WRITTEN PROBLEM:
Your task is to copy every line of this material exactly.

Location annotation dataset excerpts

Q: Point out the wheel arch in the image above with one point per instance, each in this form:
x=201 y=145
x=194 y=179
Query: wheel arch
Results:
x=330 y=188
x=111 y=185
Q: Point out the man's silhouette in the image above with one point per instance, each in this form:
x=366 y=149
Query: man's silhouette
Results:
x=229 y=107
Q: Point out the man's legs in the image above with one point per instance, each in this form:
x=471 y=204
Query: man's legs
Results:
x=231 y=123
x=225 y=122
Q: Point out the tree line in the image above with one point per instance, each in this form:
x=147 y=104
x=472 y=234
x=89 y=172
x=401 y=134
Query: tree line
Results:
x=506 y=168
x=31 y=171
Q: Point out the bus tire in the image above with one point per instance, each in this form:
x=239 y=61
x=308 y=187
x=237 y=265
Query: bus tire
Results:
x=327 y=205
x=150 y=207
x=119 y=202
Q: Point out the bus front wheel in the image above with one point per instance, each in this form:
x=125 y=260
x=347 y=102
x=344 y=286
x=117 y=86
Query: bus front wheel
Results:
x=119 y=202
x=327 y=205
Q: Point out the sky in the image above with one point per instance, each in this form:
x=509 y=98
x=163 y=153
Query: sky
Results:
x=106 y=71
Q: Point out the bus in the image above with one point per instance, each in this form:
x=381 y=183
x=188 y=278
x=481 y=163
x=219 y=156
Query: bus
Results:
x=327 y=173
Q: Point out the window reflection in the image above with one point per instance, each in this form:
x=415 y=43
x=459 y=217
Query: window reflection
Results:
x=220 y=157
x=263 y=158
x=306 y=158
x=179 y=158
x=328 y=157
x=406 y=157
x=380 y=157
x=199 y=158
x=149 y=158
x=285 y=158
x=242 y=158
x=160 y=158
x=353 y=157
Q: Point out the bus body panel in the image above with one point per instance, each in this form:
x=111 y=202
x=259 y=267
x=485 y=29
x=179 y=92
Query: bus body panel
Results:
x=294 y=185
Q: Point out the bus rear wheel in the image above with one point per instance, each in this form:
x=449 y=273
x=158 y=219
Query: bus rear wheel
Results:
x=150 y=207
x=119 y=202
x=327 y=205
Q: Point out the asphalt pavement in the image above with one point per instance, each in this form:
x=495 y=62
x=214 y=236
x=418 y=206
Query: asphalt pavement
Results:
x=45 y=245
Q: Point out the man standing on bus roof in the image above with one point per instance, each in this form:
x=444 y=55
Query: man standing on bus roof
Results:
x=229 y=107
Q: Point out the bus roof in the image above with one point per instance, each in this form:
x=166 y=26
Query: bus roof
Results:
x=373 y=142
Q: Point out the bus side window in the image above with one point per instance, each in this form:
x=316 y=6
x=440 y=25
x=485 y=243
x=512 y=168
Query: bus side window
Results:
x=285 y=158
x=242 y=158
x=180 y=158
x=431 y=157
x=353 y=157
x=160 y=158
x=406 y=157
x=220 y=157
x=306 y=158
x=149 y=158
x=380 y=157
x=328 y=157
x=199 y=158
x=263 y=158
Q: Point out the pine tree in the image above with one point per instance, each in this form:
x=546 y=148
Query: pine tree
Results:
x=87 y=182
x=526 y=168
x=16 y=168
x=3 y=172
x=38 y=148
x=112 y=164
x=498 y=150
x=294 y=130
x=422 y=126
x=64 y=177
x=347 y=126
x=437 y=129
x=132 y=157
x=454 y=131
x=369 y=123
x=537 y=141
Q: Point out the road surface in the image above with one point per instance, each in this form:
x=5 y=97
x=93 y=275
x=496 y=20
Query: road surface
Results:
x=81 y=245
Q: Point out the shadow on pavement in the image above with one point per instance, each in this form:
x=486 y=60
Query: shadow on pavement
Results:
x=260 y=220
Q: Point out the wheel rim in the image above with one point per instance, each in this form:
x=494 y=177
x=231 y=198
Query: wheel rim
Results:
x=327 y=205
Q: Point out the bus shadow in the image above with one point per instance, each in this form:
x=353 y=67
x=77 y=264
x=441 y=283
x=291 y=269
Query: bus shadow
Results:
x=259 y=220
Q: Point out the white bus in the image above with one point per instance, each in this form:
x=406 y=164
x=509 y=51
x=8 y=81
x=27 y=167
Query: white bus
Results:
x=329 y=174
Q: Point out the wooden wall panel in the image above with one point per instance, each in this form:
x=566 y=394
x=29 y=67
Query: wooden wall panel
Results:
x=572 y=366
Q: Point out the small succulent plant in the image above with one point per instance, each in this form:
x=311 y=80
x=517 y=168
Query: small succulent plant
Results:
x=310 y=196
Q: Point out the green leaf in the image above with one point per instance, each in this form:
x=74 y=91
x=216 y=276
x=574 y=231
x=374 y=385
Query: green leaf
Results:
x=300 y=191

REPLY:
Q: Point out the wheel arch in the image above with one point per instance, each in this form:
x=201 y=145
x=194 y=179
Query: wheel arch
Results:
x=330 y=188
x=111 y=185
Q: Point out the man's silhouette in the image above with one point per instance, each in this form:
x=366 y=149
Query: man's silhouette
Results:
x=229 y=107
Q: Point out the man's legs in the image above with one point per instance, each in this form:
x=471 y=204
Query: man's legs
Results:
x=231 y=123
x=225 y=122
Q: Point out the tree line in the image above with one point per instance, each in this form:
x=147 y=104
x=472 y=234
x=89 y=172
x=401 y=134
Query: tree line
Results:
x=506 y=168
x=31 y=171
Q: Point out the bus tire in the image above with one point per instance, each in this form:
x=239 y=61
x=308 y=187
x=237 y=265
Query: bus tire
Results:
x=327 y=205
x=150 y=207
x=119 y=202
Q: Point out the bus front wheel in the image above with one point per instance, each in this form:
x=125 y=260
x=347 y=102
x=344 y=286
x=117 y=86
Query: bus front wheel
Results:
x=119 y=202
x=327 y=205
Q: Point out the sky in the image above with one point per instance, each in this form:
x=509 y=98
x=163 y=153
Query: sky
Results:
x=106 y=71
Q: Point out the bus in the image above with one point per instance, each in this form:
x=381 y=183
x=188 y=278
x=481 y=163
x=219 y=156
Query: bus
Results:
x=327 y=173
Q: Point out the window reflection in the image above with one point per instance, each in this form:
x=415 y=43
x=459 y=217
Query: window reflection
Results:
x=220 y=157
x=263 y=158
x=306 y=158
x=179 y=158
x=328 y=157
x=406 y=157
x=380 y=157
x=199 y=158
x=149 y=158
x=285 y=158
x=242 y=158
x=160 y=158
x=353 y=157
Q: Point out the bus body panel in the image above with one point per instance, each in this form:
x=111 y=202
x=259 y=267
x=485 y=29
x=179 y=92
Query: bus body panel
Results:
x=294 y=185
Q: Point out the bus rear wheel in the image above with one point per instance, each in this form:
x=449 y=273
x=158 y=219
Query: bus rear wheel
Results:
x=150 y=207
x=119 y=202
x=327 y=205
Q: Point out the asphalt pavement in the image above with one point per instance, each in this form:
x=495 y=62
x=214 y=236
x=418 y=206
Query: asphalt pavement
Results:
x=45 y=245
Q: Point out the man standing on bus roof in the image above with one point per instance, each in this form:
x=444 y=55
Query: man standing on bus roof
Results:
x=229 y=107
Q: Point out the bus roof in the image above with one point per instance, each in this form:
x=166 y=26
Query: bus roof
Results:
x=373 y=142
Q: Point out the bus side window in the image above with one point per instance, each in this form:
x=316 y=6
x=440 y=25
x=485 y=243
x=512 y=168
Query: bus side window
Results:
x=285 y=158
x=242 y=158
x=180 y=158
x=431 y=157
x=353 y=157
x=160 y=158
x=406 y=157
x=220 y=157
x=306 y=158
x=149 y=158
x=380 y=157
x=328 y=157
x=199 y=158
x=263 y=158
Q: Point out the pine tree in the image above with one point per instance, each in this form:
x=546 y=148
Query: pine tree
Results:
x=87 y=182
x=526 y=168
x=16 y=168
x=3 y=172
x=38 y=148
x=112 y=164
x=498 y=150
x=294 y=130
x=422 y=126
x=64 y=177
x=347 y=126
x=437 y=129
x=132 y=157
x=454 y=131
x=369 y=123
x=537 y=141
Q: Point out the road surface in the image above with one point per instance, each in this form:
x=5 y=97
x=93 y=275
x=496 y=20
Query: road surface
Results:
x=81 y=245
Q: Point out the shadow on pavement in the image above with one point per instance, each in this form:
x=486 y=60
Query: shadow on pavement
Results:
x=260 y=220
Q: Point out the wheel rim in the image above with one point per instance, each in this form:
x=494 y=177
x=231 y=198
Query: wheel rim
Results:
x=327 y=205
Q: Point out the bus shadow in the image above with one point per instance, each in this form:
x=353 y=67
x=77 y=264
x=441 y=283
x=291 y=269
Query: bus shadow
Results:
x=259 y=220
Q: Point out the white bus in the image above with one point per instance, each in this form:
x=406 y=164
x=509 y=51
x=8 y=81
x=27 y=167
Query: white bus
Results:
x=329 y=174
Q: Point out the wooden wall panel in the image above with one point per instance, each in this form:
x=566 y=394
x=29 y=67
Query: wooden wall panel
Results:
x=572 y=366
Q: Point out the small succulent plant in the image above with one point per instance, each in this form:
x=311 y=80
x=517 y=168
Query: small succulent plant
Results:
x=310 y=196
Q: Point out the green leaf in the image above with one point per instance, each in this form:
x=74 y=91
x=216 y=276
x=574 y=231
x=374 y=385
Query: green leaf
Results:
x=300 y=191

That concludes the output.